What the task asks => Copy nothing from the entries below except the lines from the one containing "search: pink running shoe" through the one containing "search: green traffic light", and copy those exactly.
______________________________
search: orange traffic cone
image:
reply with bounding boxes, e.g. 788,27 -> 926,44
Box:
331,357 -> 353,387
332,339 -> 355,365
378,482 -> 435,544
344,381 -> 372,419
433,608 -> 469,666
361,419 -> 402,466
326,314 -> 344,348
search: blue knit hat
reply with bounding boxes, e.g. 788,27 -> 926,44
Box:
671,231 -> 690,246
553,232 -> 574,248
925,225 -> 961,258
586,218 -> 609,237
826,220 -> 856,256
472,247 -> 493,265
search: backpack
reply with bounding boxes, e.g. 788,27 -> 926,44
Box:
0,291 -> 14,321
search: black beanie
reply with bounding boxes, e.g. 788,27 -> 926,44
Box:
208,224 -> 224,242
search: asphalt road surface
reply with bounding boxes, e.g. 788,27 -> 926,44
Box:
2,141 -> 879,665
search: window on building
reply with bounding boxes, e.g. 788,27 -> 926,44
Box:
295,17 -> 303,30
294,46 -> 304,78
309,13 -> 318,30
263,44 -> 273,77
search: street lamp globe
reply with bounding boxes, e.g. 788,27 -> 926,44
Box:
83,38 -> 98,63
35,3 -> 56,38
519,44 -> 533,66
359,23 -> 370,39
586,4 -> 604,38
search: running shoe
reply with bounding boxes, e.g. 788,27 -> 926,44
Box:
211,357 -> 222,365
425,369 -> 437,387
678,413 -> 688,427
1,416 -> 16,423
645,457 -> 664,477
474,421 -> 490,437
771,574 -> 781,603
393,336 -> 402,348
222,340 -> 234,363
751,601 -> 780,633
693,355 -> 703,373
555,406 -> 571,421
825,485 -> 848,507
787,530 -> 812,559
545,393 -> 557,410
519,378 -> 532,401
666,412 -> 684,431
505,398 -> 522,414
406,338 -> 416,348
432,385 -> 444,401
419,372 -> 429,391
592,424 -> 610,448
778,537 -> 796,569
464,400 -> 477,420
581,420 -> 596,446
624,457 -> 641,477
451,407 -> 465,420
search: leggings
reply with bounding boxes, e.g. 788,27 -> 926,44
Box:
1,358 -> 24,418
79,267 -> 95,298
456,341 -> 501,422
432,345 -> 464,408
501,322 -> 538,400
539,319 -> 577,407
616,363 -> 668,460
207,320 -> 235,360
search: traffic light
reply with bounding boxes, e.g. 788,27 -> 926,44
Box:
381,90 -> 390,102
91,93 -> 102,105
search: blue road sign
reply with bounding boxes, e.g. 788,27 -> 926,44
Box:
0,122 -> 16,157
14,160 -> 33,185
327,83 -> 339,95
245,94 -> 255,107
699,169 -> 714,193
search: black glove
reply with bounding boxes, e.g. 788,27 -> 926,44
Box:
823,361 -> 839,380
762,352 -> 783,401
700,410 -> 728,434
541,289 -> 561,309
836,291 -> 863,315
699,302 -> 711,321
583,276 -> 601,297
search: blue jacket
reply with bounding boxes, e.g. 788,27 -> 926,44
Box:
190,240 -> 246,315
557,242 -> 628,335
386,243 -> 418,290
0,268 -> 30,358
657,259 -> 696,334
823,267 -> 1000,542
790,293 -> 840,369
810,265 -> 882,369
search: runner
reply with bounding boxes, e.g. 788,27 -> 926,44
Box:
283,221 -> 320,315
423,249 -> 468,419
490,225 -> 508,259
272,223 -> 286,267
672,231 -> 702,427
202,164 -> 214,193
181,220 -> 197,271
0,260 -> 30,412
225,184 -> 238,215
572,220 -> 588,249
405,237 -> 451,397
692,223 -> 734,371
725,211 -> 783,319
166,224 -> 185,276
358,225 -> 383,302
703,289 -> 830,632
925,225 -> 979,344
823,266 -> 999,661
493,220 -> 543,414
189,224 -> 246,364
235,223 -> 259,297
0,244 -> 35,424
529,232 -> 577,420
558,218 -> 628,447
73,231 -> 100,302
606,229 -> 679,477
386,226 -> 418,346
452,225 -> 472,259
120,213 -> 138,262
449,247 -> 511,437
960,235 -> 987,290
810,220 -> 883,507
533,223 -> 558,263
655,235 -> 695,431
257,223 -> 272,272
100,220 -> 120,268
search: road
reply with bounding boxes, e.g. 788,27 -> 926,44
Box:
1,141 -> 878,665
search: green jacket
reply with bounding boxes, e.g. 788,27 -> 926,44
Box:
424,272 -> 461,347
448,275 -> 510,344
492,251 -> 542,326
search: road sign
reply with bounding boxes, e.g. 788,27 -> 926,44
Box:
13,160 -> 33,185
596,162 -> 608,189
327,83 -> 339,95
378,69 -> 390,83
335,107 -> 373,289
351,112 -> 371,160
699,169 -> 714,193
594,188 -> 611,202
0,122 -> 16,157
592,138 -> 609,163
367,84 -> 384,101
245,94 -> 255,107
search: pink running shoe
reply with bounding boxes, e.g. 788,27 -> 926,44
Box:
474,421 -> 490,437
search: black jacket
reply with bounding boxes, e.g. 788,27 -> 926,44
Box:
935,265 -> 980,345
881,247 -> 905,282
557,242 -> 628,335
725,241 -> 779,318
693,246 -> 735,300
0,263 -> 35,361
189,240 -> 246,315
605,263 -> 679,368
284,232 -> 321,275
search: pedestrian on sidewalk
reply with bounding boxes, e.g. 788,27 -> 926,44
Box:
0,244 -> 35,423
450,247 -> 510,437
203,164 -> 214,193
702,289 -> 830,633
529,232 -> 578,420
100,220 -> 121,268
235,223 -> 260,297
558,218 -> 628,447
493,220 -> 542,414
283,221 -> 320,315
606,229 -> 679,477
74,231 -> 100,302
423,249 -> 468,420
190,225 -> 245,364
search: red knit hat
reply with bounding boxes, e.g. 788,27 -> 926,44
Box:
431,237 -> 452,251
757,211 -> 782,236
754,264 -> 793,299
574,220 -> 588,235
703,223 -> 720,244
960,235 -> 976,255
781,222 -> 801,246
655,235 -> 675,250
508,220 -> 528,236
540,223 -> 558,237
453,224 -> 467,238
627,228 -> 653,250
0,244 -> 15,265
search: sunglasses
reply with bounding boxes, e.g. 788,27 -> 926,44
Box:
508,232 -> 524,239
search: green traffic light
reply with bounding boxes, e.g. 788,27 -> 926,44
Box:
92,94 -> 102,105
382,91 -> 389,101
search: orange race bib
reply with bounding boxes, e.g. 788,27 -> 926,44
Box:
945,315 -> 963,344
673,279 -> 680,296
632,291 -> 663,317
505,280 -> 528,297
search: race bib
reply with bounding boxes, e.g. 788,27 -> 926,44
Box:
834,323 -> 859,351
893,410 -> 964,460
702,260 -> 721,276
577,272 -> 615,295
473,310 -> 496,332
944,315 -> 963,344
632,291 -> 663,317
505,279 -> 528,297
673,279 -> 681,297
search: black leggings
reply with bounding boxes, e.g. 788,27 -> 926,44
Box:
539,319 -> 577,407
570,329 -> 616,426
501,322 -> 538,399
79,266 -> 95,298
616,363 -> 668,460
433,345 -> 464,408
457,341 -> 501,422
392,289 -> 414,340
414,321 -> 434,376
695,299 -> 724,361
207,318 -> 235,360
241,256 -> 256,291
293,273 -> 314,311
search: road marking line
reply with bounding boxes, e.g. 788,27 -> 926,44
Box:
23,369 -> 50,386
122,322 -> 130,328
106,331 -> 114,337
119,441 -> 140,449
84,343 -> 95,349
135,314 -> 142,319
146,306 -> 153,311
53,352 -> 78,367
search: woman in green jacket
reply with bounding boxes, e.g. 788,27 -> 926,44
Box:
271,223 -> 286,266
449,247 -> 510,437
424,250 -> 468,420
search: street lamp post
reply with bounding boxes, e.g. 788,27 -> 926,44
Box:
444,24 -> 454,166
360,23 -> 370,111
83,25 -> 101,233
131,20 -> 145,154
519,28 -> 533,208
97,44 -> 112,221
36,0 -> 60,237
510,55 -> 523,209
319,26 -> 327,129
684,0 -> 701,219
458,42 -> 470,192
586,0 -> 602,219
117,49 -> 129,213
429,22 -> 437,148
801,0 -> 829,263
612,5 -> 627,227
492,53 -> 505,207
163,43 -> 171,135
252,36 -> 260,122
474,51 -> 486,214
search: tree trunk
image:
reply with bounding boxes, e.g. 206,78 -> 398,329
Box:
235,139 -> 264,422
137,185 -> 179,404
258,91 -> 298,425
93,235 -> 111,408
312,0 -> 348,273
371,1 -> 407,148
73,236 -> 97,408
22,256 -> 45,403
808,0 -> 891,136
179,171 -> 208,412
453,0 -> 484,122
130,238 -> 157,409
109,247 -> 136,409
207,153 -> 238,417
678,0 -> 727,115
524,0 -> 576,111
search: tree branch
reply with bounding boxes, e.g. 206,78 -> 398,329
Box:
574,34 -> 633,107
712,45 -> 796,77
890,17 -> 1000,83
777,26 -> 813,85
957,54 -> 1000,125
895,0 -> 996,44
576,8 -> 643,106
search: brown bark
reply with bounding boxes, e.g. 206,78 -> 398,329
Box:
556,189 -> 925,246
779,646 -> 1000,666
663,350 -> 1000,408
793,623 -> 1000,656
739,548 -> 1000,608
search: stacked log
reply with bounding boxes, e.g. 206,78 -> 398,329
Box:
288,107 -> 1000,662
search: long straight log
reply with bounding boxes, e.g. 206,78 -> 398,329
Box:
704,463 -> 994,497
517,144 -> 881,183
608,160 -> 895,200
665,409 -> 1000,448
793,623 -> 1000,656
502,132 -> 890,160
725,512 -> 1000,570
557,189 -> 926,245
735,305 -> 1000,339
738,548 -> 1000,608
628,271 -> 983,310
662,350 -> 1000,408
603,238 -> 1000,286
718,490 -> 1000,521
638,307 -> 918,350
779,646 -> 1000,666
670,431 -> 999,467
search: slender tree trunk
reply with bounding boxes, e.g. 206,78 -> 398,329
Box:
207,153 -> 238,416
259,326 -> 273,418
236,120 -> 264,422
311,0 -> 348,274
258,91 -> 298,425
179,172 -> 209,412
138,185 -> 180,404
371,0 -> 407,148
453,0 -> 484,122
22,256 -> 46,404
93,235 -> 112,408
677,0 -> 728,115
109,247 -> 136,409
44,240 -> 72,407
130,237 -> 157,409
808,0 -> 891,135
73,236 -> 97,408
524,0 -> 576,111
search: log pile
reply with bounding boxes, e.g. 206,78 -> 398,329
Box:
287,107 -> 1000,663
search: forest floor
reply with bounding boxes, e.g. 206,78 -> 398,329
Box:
______________________________
Problem solution =>
search: pink running shoe
reply with bounding boxes, e.g. 788,27 -> 926,44
Box:
474,421 -> 490,437
search: black jacket
reply with bounding boxes, e.g. 788,27 -> 926,44
Box:
935,265 -> 980,345
881,247 -> 905,282
557,242 -> 628,335
725,241 -> 779,318
693,246 -> 735,300
0,263 -> 35,361
189,240 -> 246,315
605,263 -> 679,368
284,232 -> 321,275
search: pedestrian on sidewalk
reply with bounding boxes, e.g. 788,27 -> 926,44
Box:
0,244 -> 35,423
450,247 -> 510,437
203,164 -> 214,193
702,289 -> 830,633
529,232 -> 578,420
100,220 -> 121,268
235,223 -> 260,297
558,218 -> 628,447
493,220 -> 542,414
283,221 -> 320,315
606,229 -> 679,477
74,231 -> 100,302
423,249 -> 468,420
190,225 -> 245,364
search: red knit hat
reply with bounding boxes, e.g. 788,27 -> 926,44
Box:
431,237 -> 452,251
757,211 -> 782,236
754,264 -> 793,299
574,220 -> 588,235
703,223 -> 720,244
960,235 -> 976,255
781,222 -> 801,246
655,235 -> 675,250
508,220 -> 528,236
540,223 -> 558,237
453,224 -> 467,238
627,228 -> 653,250
0,244 -> 15,265
search: sunglasses
reply with bounding boxes, e.g. 788,27 -> 926,44
Box:
508,232 -> 524,239
search: green traffic light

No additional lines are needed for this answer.